ИСХОДНЫЙ ТЕКСТ>

Вот только один из примеров. Штирлиц направляется с пастором Шлагом к швейцарской границе. Включает приемник, ловит Париж. Звучит голос Эдит Пиаф. Как воспоминание Штирлица на экране возникает хроника трагических событий французской истории, хроника 1941 года. Пиаф поет едва ли не самую трагическую из своих песен — «Нет, ни о чем не сожалею» Ш. Дюмона. На экране возникает флаг Франции, улицы Тулона на которых стоят плачущие французы, порт, войска покидающие французскую землю, высокая фигура генерала де Голля, исполненная скорбного достоинства. В кратких, мгновенно опознаваемых кадрах – суммарная и четкая характеристика происшедшего. Соединение песни, написанной в 60е годы, и хроники начала 40-х правомочно не по факту, а по сути. Ведь в том трагическом накале, который приобрело искусство Эдит Пиаф в послевоенные годы, сделавшее ее великой певицей Франции, нашло отражение также и пережитое ее народов во время войны. Отступление от хронологической правды – действие фильма происходит в конце войны — усилило эмоциональную правду, художественную, позволило выйти к образу факта, что и было для режиссера наиважнейшим.

Но есть, все же, вопрос, заслуживающий особого внимания, на котором необходимо остановиться. Сам виток — от последовательного исследования современного материала, от повествовательных форм изложения, камерных сюжетов к такому приключенческому, условному замыслу, кажется парадоксальным. Представляет однако, что парадоксальность здесь мнима, что Лиознова как никогда последовательна в избранив жанра, проблематики, форм воплощения. Ведь уже в фильме «Три тополя...» проглядывала тяга к концентрированной жанровои модели, позволяющей обсуждать актуальные вопросы более активно и целенаправленно. Это было продиктовано самим ходом развития кино, в 70-е годы испытавшего искус условности.

Эта подсказка из времени чрезвычайно важна: в ней была заключена для Лиозновой возможность вновь и с максимальной убедительностью развернуть свою этическую программу, сделать акцент на тех понятиях и заповедях, которые в данный исторический период потеряли свою престижность или были оттеснены с авансцены. Особенность данного замысла в том и состояла, чтобы в рамках зрелищной модели, увлекательной приключенческой конструкции попытаться вернуть и утвердить в сознании людей ускользающие из реальности, теряющие свое значение представления о нравственных нормах жизни. Идеальное в человеческих отношениях, в понимании долга, ответственности, стойкости, верности — максимально полно и целенаправленно в такой общественной ситуации могло быть реализовано только в рамках условного, игрового жанра.

ЗАДАНИЕ> Продолжите приведенный выше текст о фильме Лиозновой со Штирлицем, начав сразу после его последнего предложения.

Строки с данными
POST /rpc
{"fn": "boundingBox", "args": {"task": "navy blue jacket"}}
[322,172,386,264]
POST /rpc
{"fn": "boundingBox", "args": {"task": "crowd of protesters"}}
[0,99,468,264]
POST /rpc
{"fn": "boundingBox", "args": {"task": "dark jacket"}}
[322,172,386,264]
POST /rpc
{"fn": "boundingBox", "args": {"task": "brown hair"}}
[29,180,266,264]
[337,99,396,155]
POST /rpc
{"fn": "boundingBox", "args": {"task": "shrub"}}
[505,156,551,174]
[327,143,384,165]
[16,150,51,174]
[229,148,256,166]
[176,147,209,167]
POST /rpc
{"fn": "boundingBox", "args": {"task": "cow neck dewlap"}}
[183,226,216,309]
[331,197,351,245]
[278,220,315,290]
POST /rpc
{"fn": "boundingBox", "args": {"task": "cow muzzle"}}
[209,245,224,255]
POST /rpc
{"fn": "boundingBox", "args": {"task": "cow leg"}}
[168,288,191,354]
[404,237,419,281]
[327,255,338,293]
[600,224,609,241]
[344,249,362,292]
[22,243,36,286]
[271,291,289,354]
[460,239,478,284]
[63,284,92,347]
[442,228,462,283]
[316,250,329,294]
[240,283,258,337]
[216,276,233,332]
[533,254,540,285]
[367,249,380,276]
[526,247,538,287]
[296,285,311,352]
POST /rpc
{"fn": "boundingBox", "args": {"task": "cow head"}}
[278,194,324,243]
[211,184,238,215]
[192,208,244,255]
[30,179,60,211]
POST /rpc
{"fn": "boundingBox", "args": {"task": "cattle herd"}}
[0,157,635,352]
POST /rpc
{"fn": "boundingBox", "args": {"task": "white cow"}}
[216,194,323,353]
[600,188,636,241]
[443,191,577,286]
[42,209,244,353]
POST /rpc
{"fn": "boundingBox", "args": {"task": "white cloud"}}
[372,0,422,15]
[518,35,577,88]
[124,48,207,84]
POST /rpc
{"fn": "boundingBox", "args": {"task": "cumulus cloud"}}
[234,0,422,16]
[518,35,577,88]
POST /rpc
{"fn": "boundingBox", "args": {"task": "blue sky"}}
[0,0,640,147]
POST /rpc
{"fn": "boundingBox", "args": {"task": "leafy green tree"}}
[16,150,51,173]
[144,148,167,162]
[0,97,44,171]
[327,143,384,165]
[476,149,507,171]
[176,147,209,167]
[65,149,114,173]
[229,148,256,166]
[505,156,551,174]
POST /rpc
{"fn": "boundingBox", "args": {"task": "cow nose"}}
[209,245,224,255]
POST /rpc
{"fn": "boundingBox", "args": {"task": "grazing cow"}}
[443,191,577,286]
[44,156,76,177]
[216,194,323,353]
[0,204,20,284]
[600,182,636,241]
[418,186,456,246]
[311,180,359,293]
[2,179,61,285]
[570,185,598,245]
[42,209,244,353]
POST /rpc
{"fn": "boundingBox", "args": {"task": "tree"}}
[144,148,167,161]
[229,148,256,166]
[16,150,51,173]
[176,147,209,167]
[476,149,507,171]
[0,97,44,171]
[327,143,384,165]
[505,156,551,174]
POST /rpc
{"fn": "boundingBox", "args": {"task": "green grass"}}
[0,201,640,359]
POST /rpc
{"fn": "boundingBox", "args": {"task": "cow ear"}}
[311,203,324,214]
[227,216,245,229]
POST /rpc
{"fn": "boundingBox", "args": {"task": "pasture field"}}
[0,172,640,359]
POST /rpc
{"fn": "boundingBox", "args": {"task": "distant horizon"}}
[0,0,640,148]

ОТВЕТ>
В фильме, казалось бы, вопреки всякой логике появляется эпизод, отсутствующий в повести Ю. Семенова. Лиознова пишет его сама и вводит в контекст как один из центральных. И он-то как раз и обнаруживает главное намерение автора фильма со всей ясностью.

Среди тяжелейших испытаний, выпавших на долю советского разведчика, разлука с женой, с сыном особенно мучительна. Нужно снять огромное напряжение, связанное с каждодневным риском, с необходимостью сохранять самоконтроль. Герою нужно обрести второе дыхание. И советская разведка осуществляет романтическую операцию: в фашистскую Германию тайно, с чужими документами приезжает жена Исаева.

Маленькое полупустое кафе. Правила конспирации строги, жестки. За разными столиками сидят два родных человека. Им нельзя разговаривать, нельзя выдать своих чувств. Можно только обменяться взглядами. Затихают, микшируются реальные звучания. Только музыка — закадровая, —  комментирует этот молчаливый диалог. Фантастическая, если не сказать абсурдная ситуация (вряд ли ради нравственной комфортности героя стоило ставить под удар задание невероятной государственной важности!) открывает главный смысл этой сцены и всего произведения: долг перед Родиной оттеняется глубоко личным мотивом, что и уточняет объем нравственных посылок, определяющих действия и поступки героя, а также напоминает зрителю о краеугольных основаниях жизни, вне которых высокие понятия, необеспеченные личным опытом, оказываются формализованными. Борьба эта ведется не вообще, а ради людей, их счастья — и ради двух детей, спасенных Штирлицем, и ради пастора Шлага, и ради жены Штирлица, которая ждет и будет ждать, как женщины великих легенд.

Таким образом, приключенческая история, рассказанная на военном материале, оказывается устремленной в современность. Лиознова актуализирует проблемы, адресованные людям 70-х, стремится напомнить им о том, что сохраняет свою абсолютную значимость. Все начинается с простого, с обыденного, будничного. И только нормальность, истинность человеческих отношений, чувство долга, распространяющееся не только на великое, но и на саму жизнь каждого человека, дает смысл и силу героизму, подвигу. Вот та эмоциональная и нравственная информация, которая делает картину «Семнадцать мгновений весны» не только приключенческой, но и мифологической.

Лиознова обращалась к разным поколениям своих зрителей. К юным, не знающим войны, желающим увидеть историю подвигов в чистом виде, без раздражающих натуралистнческих подробностей, в увлекательном и напряженном изложении. К старшему поколению, прошедшему дорогами войны, желающему однажды увидеть свод своих идей в виде классического напутствия молодым в их мирной жизни. К людям, помнящим войну, но ищущим возможность не только сообщить детям страницы истории и факты своей жизни, но и увидеть прошедшее в виде поэтической и приключенческой одновременно легенды, воспевающей преданность и патриотизм, мужество и подвиг, доброту и нежность.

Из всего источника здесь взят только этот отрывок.